QUESITO SCRITTO
Secondo il brano sulla manifestazione di Bologna, qual è il significato del gesto con cui molte ragazze agitavano le chiavi di casa?

Vito Mancuso per “la Stampa” - Estratti
proteste femministe sul patriarcato
L'altra sera, invitato da mia figlia, ho partecipato con lei e il suo ragazzo alla manifestazione contro la violenza sulle donne organizzata a Bologna da "Non Una di Meno". C'erano diverse migliaia di persone, per lo più giovani, in maggioranza donne, ma anche noi uomini non eravamo pochi, ho persino intravisto alcuni signori definibili, come me, "di una certa età".
Cartelli, fischietti, alcune trombe, qualche pentola e relativi cucchiai, insomma le solite cose usate da sempre nelle manifestazioni per fare baccano e farsi notare. Di nuovo, per lo meno per me, c'erano le chiavi di casa, agitate da molte ragazze per simboleggiare con il loro tintinnio che neppure in casa si sentono sicure. Le agitava anche mia figlia, però con l'altro braccio si stringeva a me, quindi quel suo gesto non mi preoccupava. Al di sopra ovviamente svettavano gli slogan, gridati con forza e passione dalle giovani donne. Il più ripetuto era il seguente: «Lo stupratore / non è malato, / è figlio sano / del patriarcato».

RECORD FORNITI
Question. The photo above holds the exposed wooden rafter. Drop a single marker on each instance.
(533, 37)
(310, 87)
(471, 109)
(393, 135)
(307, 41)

RISPOSTA CORRETTA
Con il tintinnio delle chiavi le ragazze volevano simboleggiare che neppure in casa si sentono sicure.